# Given data start
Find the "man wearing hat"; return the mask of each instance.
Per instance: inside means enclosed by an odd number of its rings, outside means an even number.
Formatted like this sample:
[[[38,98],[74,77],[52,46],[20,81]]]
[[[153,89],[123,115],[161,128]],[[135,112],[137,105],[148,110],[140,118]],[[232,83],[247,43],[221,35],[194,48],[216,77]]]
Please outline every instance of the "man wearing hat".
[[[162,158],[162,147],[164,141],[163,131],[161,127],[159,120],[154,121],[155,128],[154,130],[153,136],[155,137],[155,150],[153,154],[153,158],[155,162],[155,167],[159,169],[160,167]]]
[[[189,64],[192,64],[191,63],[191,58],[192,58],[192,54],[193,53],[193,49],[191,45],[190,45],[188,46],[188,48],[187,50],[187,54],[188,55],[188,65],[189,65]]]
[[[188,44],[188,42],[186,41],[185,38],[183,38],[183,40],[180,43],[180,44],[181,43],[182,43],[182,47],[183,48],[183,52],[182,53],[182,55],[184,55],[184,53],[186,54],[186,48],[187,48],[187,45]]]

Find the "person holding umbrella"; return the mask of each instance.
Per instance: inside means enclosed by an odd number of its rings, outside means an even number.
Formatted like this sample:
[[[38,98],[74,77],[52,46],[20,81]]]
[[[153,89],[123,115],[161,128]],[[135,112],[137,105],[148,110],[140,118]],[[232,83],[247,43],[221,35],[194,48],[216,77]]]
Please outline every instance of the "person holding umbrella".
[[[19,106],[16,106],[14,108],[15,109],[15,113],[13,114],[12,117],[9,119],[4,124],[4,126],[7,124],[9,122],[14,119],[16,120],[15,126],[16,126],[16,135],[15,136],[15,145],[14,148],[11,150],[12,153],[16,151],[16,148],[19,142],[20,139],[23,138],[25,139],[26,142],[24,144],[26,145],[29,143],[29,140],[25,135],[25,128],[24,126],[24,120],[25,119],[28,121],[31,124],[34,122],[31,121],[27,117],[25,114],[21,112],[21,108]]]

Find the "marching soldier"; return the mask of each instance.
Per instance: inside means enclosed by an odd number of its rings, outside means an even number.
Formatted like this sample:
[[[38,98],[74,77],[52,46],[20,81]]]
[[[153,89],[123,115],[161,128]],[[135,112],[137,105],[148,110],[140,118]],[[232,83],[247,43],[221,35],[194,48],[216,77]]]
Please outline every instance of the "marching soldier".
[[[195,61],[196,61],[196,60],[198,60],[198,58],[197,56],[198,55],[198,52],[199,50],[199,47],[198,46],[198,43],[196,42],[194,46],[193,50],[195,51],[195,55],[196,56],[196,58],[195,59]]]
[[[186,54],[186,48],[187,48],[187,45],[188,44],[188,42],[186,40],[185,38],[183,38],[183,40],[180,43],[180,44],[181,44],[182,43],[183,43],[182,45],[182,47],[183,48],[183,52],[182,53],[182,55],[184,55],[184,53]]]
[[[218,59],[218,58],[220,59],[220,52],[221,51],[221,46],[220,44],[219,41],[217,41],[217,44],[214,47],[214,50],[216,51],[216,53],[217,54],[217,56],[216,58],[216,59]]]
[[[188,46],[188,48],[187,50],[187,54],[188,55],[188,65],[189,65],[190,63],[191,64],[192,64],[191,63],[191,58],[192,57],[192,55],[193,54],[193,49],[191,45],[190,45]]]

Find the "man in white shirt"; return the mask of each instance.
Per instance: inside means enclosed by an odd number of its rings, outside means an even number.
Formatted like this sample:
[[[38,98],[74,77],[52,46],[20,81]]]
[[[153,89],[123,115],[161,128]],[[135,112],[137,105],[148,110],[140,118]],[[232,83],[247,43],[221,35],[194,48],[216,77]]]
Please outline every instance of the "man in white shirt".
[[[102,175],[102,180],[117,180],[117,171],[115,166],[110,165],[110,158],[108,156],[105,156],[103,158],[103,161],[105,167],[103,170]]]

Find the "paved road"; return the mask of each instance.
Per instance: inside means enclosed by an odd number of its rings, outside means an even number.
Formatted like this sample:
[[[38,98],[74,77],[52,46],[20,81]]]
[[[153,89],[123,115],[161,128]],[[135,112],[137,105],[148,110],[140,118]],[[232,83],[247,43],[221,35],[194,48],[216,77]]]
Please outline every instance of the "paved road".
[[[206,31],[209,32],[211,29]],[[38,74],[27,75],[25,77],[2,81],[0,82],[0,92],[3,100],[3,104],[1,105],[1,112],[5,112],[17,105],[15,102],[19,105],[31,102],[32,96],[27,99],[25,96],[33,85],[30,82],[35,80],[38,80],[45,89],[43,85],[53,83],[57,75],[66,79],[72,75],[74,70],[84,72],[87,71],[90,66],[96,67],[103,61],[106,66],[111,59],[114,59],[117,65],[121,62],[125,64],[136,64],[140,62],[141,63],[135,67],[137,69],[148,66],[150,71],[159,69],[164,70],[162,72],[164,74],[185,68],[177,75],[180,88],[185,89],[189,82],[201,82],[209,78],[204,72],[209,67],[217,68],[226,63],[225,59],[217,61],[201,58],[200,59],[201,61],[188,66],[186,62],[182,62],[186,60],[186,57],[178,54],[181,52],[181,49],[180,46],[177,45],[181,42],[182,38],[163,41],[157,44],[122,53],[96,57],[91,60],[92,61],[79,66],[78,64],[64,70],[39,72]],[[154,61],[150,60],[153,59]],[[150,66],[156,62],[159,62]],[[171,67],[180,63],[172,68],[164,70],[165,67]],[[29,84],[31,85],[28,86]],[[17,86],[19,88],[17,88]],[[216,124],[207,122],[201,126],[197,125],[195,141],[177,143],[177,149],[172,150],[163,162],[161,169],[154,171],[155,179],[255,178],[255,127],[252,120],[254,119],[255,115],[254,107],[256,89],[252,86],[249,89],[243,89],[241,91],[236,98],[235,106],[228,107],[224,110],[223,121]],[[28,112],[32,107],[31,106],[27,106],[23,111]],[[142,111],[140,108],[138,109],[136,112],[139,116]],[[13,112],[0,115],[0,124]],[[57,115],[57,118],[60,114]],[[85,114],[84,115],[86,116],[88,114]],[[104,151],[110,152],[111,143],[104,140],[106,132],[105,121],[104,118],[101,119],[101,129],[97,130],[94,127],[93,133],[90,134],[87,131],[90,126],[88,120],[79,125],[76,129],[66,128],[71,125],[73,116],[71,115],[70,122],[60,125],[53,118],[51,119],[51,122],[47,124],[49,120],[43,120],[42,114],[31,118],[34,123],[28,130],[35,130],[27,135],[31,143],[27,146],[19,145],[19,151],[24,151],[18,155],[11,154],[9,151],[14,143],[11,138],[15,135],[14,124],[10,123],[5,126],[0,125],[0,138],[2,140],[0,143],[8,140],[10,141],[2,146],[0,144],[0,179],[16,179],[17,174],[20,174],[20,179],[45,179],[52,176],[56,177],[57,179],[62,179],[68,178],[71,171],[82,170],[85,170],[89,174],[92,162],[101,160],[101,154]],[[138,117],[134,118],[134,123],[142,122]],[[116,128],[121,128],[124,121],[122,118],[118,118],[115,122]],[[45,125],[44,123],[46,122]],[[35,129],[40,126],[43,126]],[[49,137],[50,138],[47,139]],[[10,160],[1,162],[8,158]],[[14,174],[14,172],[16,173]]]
# Given data end
Exercise task -
Return each line above that contains the word "wearing". Case counts.

Answer in full -
Find the "man wearing hat"; return the mask of each instance.
Please outline every instance of the "man wearing hat".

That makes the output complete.